**Task details**
Using the entries below, transcribe exactly the line containing "Target: handbag" and each line that follows it to the end.

--- START Data rows ---

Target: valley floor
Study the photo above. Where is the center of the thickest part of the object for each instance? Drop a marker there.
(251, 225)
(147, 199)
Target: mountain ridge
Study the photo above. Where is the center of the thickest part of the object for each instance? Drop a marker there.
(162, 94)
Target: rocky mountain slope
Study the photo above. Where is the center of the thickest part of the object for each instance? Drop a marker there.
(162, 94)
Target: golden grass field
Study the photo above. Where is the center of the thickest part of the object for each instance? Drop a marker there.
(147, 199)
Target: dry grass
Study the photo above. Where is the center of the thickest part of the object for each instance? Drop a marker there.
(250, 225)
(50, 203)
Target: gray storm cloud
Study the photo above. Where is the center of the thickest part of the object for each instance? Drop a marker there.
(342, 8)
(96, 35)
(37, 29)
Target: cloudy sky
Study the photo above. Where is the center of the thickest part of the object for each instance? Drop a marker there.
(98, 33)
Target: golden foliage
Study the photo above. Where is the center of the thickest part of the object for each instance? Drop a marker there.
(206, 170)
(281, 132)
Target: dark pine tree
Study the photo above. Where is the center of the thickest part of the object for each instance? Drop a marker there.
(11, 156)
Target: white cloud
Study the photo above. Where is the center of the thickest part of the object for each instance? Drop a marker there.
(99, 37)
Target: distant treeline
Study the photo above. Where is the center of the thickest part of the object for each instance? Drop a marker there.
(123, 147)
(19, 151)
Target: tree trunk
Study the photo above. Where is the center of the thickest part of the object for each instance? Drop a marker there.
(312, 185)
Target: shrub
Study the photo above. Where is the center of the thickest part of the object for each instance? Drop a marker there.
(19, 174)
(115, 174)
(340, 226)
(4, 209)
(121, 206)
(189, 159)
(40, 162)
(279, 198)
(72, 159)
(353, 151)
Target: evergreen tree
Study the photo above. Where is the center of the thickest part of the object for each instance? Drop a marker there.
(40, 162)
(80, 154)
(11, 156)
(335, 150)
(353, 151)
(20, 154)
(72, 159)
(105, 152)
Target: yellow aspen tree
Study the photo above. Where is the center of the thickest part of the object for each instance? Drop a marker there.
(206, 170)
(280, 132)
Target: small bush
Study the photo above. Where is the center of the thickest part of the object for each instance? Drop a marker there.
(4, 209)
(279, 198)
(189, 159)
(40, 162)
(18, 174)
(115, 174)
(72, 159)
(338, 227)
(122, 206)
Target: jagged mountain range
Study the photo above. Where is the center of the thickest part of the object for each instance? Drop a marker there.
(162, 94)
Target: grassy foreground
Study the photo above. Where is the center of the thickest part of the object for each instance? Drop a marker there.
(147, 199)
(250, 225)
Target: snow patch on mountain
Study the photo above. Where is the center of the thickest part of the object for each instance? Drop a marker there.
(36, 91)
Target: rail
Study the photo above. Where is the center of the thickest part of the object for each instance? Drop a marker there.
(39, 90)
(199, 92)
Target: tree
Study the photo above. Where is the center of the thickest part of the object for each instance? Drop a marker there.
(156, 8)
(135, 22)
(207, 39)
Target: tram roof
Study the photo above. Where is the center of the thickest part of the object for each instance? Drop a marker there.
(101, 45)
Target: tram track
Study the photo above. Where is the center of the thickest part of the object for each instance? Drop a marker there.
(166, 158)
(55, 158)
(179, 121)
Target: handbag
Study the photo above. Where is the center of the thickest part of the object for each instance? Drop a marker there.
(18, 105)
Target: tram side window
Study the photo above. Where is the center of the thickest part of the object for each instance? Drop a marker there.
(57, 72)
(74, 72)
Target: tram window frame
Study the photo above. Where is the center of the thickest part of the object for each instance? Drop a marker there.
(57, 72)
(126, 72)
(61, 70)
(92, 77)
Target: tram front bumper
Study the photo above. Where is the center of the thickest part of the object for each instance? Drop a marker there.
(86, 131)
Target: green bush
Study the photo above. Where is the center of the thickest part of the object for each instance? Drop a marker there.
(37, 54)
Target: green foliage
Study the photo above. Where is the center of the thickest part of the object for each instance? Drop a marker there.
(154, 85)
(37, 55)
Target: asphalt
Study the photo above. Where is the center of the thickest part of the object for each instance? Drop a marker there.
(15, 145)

--- END Data rows ---

**Response**
Target: handbag
Study the photo above. Where is the center of the thickest part of the object for each instance? Drop a marker there.
(18, 105)
Target: tram side window
Study the photo above. Where is the center of the thickest part of the object for each instance? Drop a marker there.
(57, 72)
(74, 72)
Target: tram window frame
Study the photo above. Where is the center of the thickest part of the object for each instance? Drop a marker there.
(57, 72)
(126, 72)
(61, 70)
(92, 77)
Target: tram front bumper
Study the photo above. Where is the center of the thickest part of the object for each instance? Drop a marker there.
(86, 131)
Target: green bush
Study the photo above. Where is the center of the thickest part of the object for each instance? Drop a marker there.
(37, 54)
Target: green foliage
Study the photo above. Where is the center of the thickest part of the object for each instance? Drop a marker there.
(154, 85)
(37, 55)
Target: asphalt
Study the photo above. Where is the center of the thickest part of the object for each instance? Drop a marker there.
(15, 145)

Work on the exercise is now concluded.